#### Objective:
From the breach of fiduciary duty excerpt below, return word for word the part that opens with the words containing "RPC 8.5 provides" and closes with "York substantive law.".

#### Supplied passage:

C. Breach of Fiduciary Duty (Count One)

Defendants seek summary judgment dismissing the Harding Plaintiffs' fiduciary duty claims, which are premised on violations of the New York Rules of Professional Conduct (the "RPCs"). "Every attorney admitted to the Bar must strictly follow and subscribe to the provisions of the Code of Professional Responsibility which was designed to protect the special relationship between attorneys and their clients." Grunberg v. Feller, 132 Misc.2d 738, 741 (N.Y.C. Civ. Ct. 1986). But there is no private right of action for a breach of the PRCs. Weintraub v. Phillips, Nizer, Benjamin, Krim, & Ballon, 172 A.D.2d 254, 254 (1st Dept. 1991). Moreover, an alleged violation of the RPCs "does not, without more, generate a cause of action" for breach of an attorney's fiduciary duty. Schwartz v. Olshan Grundman Frome & Rosenzweig, 302 A.D.2d 193, 199 (1st Dept. 2003). To establish a breach of fiduciary duty, "a plaintiff must prove the existence of a fiduciary relationship, misconduct by the defendant, and damages that were directly caused by the defendant's misconduct." Daly v. Kochanowicz, 67 A.D.3d 78, 95 (2d Dept. 2009) (quoting Kurtzman v. Bergstol, 40 A.D.3d 588, 590 (2d Dept. 2007). A violation of the RPCs, however, may provide evidence as to an attorney's breach of his fiduciary duty. Galasso, Langione, & Botter, LLP v. Galasso, 53 Misc.3d 1202(A), 2016 WL 5108641, at *42 (Sup. Ct., Nassau Cty. Sept. 19, 2016).

RPC 8.5 provides that "[a] lawyer admitted to practice in [New York] is subject to the disciplinary authority of this state, regardless of where the lawyer's conduct occurs." 22 N.Y. Comp. Codes R. & Regs. Tit. 22 § 1200.0, Rule 8.5. While not addressed by the parties, the Court assumes that Finkelstein is admitted to practice law in New York; he works for two law firms that are located in New York.

The parties have not provided any choice of law analysis and appear to presume that New York substantive law applies to all of Plaintiffs' claims. Accordingly, the Court will also apply New York substantive law.

The parties do not dispute that F&P and Finkelstein had a fiduciary relationship with the Hardings. See Ulico Cas. Co. v. Wilson, Elser, Moskowitz, Edelman & Dicker, 56 A.D.3d 1, 8-9 (1st Dept. 2008) (stating that the attorney-client relationship is "inherently fiduciary"). The parties also do not appear to dispute that, at this stage, Plaintiffs were damaged by the alleged wrongful conduct. As a result, the Court focuses on Finkelstein and F&P's purported misconduct.

Plaintiffs contend that Finkelstein and F&P's use of Total Trial to bill clients for non-billable services violated RPC 1.5, 1.7, 1.8 and 5.7, and that these violations amount to a breach of these Defendants' fiduciary duties. RPC 1.5 addresses fees and expenses that an attorney may charge his clients. Among other things, the RPC states that an attorney shall not agree to, charge or collect an excessive fee. 22 N.Y. Comp. Codes R. & Regs. Tit. 22 § 1200.0, Rule 1.5. In addition, in personal injury and wrongful death matters, if an attorney and client agree to a contingency fee, the contingency fee cannot exceed 33 1/3% of the recovery. N.Y. Rules of Court § 806.27(b). The Hardings' retainer agreements both provided that they would pay F&P a contingency fee of 33 1/3% of any recovery, and that the fee would be calculated after F&P's costs and expenses were deducted from the total recovery. Def. SOMF ¶¶ 15-16. Plaintiffs do not dispute that F&P is entitled to its 33 1/3% recovery fee and that expenses were deducted from their total recovery. Thus, on its face, there does not appear to be a violation of RPC 1.5.

#### Provided data:

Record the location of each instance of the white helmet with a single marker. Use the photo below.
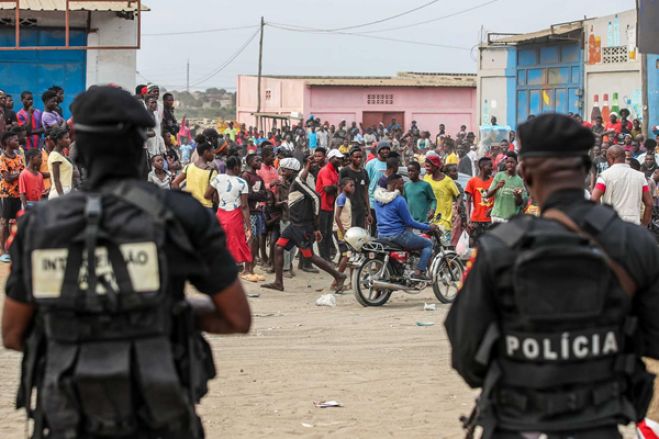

#### Solved exercise:
RPC 8.5 provides that "[a] lawyer admitted to practice in [New York] is subject to the disciplinary authority of this state, regardless of where the lawyer's conduct occurs." 22 N.Y. Comp. Codes R. & Regs. Tit. 22 § 1200.0, Rule 8.5. While not addressed by the parties, the Court assumes that Finkelstein is admitted to practice law in New York; he works for two law firms that are located in New York.

The parties have not provided any choice of law analysis and appear to presume that New York substantive law applies to all of Plaintiffs' claims. Accordingly, the Court will also apply New York substantive law.